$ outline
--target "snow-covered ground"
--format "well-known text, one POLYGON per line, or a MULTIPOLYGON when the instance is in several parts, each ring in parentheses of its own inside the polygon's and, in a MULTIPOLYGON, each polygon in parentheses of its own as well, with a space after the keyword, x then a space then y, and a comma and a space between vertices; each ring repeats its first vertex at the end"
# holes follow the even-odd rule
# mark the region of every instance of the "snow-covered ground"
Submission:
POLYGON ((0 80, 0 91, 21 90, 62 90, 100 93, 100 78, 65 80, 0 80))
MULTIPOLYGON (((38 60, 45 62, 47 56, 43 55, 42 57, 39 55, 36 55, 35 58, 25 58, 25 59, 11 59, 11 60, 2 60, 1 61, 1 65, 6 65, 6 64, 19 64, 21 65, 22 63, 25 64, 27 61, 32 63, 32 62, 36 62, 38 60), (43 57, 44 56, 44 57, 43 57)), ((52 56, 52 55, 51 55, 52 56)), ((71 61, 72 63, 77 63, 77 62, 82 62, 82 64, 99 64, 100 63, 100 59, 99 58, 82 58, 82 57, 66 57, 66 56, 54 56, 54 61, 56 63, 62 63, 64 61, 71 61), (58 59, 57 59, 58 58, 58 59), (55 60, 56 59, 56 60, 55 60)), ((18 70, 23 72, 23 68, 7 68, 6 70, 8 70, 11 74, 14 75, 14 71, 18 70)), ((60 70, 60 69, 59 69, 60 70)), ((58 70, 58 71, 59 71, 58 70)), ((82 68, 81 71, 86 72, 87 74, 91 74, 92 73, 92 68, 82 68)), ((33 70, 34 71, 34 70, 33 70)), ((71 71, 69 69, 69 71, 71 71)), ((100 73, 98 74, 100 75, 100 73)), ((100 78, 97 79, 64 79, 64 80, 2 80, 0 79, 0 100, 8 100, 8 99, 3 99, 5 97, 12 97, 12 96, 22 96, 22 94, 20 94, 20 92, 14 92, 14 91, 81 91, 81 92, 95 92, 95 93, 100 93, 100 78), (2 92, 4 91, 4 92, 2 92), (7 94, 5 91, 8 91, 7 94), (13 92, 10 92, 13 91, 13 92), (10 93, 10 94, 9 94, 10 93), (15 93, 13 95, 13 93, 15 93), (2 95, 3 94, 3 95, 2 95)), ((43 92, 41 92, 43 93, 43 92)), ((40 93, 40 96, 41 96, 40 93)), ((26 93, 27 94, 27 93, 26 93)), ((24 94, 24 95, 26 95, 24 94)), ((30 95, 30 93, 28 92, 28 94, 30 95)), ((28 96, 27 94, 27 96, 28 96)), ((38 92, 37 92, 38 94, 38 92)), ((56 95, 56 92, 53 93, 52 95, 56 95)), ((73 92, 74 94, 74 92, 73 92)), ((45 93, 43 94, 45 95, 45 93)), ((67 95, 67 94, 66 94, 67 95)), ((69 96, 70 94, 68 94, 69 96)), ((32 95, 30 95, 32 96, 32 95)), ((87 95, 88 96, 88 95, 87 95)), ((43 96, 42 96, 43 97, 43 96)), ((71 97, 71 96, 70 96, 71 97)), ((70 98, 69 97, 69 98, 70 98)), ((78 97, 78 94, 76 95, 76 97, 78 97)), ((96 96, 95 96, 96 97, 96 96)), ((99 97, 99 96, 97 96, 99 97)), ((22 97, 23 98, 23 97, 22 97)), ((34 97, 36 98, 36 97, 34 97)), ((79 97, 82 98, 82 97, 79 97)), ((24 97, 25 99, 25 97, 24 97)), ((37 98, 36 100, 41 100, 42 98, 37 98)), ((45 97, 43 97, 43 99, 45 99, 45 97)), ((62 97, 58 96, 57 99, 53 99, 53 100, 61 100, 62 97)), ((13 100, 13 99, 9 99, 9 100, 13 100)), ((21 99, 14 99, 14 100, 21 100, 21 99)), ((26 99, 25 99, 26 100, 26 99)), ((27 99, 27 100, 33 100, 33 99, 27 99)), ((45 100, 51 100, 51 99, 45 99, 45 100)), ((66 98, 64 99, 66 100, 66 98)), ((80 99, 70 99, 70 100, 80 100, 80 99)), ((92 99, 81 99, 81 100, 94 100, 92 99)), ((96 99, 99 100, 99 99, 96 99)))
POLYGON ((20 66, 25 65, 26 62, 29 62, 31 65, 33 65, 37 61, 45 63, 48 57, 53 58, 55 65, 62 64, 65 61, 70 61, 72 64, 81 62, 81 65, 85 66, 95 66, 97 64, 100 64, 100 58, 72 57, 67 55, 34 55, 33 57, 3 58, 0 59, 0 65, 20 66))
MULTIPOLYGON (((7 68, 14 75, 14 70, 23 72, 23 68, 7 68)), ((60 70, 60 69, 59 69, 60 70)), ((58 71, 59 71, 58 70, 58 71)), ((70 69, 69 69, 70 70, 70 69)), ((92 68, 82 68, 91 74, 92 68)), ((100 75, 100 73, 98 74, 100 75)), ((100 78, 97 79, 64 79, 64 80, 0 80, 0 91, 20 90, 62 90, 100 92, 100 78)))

* * *

Task to carry out: Pull out each line of the entries that contains the string "ground". Case counts.

Exercise output:
--target "snow-covered ground"
# mark the region of every instance of the "snow-covered ground"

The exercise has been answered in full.